[Items from a data source]
↓↓↓
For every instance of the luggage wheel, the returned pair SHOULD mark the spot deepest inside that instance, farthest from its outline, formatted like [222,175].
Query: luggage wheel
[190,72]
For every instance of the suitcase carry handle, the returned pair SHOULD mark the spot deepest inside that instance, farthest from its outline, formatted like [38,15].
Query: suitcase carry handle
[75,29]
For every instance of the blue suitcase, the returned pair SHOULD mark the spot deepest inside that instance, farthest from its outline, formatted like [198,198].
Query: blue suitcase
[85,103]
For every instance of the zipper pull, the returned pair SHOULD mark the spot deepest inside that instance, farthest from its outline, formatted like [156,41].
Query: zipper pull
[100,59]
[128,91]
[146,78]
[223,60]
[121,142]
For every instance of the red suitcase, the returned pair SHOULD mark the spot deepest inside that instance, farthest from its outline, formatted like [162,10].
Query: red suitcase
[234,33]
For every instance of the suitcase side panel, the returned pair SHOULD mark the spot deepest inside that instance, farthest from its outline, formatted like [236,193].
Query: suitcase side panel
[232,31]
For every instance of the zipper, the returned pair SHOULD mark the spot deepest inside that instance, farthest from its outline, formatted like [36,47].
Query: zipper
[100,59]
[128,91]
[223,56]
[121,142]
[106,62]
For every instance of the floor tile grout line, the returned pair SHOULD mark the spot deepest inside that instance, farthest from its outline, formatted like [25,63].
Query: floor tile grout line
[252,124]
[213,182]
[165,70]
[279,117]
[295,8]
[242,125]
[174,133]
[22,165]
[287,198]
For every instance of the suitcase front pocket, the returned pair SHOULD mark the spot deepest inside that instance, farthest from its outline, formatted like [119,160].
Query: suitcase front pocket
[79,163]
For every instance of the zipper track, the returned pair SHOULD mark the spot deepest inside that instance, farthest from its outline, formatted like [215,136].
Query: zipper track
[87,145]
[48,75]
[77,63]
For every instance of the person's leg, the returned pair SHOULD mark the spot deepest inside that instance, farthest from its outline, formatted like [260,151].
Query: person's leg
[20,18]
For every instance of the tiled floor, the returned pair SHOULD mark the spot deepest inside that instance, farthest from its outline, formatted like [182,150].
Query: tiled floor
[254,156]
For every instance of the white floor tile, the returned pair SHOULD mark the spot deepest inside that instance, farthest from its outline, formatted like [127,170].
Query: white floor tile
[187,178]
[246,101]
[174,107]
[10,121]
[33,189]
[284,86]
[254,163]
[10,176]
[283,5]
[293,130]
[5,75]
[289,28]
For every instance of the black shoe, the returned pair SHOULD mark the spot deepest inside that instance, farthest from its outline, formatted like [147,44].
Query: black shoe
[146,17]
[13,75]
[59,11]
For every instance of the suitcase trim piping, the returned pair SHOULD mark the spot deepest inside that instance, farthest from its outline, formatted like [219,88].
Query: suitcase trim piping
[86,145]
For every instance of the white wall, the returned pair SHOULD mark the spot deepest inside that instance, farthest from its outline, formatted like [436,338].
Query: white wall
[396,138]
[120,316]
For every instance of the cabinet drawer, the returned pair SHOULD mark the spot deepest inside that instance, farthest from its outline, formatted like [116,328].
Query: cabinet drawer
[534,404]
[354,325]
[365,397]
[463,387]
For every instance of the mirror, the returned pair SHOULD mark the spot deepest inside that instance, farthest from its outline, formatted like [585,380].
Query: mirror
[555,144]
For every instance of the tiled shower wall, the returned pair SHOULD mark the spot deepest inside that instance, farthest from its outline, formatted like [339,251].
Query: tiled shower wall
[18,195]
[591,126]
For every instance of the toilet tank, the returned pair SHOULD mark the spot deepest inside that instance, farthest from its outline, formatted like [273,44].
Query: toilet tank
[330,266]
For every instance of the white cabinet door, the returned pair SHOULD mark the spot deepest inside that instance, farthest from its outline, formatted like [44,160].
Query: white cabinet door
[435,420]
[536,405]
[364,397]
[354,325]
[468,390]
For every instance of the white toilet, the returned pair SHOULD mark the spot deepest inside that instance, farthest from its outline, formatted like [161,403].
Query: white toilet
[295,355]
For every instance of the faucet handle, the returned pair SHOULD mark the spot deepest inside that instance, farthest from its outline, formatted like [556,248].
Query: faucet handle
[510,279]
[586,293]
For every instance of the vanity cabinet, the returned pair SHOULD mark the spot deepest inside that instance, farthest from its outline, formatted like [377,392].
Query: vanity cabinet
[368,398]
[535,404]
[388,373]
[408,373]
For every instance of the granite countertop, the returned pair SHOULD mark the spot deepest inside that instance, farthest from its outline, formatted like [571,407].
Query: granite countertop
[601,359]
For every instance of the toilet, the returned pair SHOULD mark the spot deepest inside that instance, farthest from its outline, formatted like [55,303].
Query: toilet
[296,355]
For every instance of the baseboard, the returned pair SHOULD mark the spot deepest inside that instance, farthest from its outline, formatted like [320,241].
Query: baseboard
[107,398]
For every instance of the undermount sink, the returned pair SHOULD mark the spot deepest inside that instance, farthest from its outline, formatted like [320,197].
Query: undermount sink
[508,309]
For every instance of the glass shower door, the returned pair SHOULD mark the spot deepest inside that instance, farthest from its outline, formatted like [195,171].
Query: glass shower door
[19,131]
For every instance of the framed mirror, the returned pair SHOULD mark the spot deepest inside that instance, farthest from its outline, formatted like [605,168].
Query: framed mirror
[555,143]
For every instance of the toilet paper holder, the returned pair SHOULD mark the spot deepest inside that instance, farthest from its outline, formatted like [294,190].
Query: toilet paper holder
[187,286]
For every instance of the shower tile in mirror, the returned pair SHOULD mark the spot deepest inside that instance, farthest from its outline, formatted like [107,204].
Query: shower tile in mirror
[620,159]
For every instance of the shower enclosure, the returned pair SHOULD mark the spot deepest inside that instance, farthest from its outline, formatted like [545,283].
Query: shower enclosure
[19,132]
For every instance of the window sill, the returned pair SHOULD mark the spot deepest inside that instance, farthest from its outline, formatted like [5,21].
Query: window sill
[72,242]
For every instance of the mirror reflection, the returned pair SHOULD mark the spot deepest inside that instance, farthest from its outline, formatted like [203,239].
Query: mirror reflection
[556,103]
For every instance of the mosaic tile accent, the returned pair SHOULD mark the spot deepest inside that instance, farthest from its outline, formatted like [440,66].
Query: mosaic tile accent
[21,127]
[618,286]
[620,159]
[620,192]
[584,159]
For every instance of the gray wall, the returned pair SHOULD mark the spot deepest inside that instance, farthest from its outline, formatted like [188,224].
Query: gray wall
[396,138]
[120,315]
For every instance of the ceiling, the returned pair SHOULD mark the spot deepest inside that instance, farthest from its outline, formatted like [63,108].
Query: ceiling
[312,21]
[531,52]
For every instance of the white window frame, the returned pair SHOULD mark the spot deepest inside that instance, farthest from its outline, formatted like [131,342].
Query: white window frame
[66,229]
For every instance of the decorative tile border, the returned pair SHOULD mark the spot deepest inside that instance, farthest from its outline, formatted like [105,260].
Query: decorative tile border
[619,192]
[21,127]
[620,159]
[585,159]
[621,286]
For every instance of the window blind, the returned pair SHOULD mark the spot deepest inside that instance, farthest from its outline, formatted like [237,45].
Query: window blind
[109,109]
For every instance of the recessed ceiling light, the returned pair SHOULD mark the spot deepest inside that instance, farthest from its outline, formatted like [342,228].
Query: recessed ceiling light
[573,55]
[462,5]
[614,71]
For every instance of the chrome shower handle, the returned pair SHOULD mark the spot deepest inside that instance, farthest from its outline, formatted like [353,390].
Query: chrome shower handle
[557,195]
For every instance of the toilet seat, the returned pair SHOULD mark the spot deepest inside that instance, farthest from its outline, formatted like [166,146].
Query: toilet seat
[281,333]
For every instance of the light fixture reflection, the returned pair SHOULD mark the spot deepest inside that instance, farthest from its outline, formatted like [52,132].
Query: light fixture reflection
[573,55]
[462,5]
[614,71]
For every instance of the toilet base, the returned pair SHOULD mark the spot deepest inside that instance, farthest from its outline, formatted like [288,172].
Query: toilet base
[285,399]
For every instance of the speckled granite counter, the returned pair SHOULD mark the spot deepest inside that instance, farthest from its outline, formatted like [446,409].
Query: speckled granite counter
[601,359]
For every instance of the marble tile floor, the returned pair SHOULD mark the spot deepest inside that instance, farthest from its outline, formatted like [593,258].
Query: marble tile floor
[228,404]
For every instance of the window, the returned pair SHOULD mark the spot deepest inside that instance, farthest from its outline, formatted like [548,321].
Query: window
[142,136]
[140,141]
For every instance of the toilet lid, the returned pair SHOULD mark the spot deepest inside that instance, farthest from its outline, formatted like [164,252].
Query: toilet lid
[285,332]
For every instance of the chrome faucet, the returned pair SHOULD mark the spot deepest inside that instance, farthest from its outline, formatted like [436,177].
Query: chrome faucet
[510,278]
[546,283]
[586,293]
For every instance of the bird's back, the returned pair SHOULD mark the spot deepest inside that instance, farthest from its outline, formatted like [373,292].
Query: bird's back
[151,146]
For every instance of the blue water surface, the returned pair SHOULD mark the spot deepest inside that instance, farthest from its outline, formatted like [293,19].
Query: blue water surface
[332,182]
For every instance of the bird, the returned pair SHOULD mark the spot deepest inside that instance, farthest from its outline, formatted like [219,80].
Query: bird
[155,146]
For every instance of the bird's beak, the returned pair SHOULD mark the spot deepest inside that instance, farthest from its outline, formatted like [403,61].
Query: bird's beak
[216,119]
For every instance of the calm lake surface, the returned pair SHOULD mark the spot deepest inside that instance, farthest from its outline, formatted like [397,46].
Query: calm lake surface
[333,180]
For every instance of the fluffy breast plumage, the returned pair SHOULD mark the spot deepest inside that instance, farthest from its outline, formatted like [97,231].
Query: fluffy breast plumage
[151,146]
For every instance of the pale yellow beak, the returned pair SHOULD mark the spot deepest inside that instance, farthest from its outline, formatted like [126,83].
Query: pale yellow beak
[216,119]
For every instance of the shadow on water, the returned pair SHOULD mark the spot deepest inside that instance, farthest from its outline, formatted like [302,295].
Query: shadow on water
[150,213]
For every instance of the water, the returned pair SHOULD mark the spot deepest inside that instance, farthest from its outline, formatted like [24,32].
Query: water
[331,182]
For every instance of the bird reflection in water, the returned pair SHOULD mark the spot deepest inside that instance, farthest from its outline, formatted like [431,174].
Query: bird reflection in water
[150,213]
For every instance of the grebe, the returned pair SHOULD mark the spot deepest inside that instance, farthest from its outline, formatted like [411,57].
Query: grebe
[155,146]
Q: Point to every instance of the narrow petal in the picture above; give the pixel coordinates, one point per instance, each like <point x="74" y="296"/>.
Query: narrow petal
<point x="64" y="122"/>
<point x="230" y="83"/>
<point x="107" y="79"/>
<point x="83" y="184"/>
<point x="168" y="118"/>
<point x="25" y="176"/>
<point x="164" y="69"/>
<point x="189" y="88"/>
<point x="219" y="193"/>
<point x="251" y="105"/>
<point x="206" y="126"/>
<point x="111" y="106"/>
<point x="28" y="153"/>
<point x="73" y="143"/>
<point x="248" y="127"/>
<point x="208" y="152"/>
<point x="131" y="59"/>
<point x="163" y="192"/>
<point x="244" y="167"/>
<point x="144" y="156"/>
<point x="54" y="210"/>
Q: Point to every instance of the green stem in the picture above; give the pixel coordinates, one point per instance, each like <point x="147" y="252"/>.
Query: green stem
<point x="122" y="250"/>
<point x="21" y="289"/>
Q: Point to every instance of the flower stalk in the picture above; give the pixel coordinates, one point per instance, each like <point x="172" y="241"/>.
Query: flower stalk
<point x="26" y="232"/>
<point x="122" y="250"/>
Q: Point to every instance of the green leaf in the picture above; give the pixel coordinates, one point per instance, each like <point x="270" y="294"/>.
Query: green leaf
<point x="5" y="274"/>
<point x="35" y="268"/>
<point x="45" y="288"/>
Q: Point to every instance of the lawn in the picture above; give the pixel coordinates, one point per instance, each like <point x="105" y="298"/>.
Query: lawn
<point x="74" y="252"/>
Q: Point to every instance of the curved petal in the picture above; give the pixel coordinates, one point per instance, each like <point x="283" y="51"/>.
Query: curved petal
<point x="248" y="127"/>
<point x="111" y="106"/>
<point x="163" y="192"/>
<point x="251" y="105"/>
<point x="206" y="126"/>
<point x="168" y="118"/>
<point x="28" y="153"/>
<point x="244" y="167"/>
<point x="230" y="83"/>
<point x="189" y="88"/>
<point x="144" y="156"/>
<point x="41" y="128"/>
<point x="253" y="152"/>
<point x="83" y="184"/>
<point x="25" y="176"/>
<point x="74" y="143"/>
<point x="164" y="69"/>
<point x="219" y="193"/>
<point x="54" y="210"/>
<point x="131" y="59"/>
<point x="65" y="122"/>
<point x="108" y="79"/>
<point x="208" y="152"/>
↑↑↑
▸ Your assignment
Report every line above that has the string "pixel" in it.

▸ Response to this exercise
Q: Point to every instance of the narrow petal in the picture above; give the pixel coordinates, one point per instance, each like <point x="74" y="296"/>.
Q: Point to every instance of the green stem in the picture above; give the pixel coordinates, one point per instance, each like <point x="147" y="252"/>.
Q: Point to every instance of the flower stalk in the picture above; give the pixel coordinates, one point per instance, each like <point x="172" y="241"/>.
Q: Point to every instance of the green leaf in the picture above; give the pixel coordinates, one point per instance, each like <point x="270" y="294"/>.
Q: Point to every instance of the lawn in the picture above; give the pixel coordinates, one point per instance, each like <point x="105" y="298"/>.
Q: Point to every instance of the curved petal in the picture above; give the pixel coordinates, one point per instance, each like <point x="283" y="51"/>.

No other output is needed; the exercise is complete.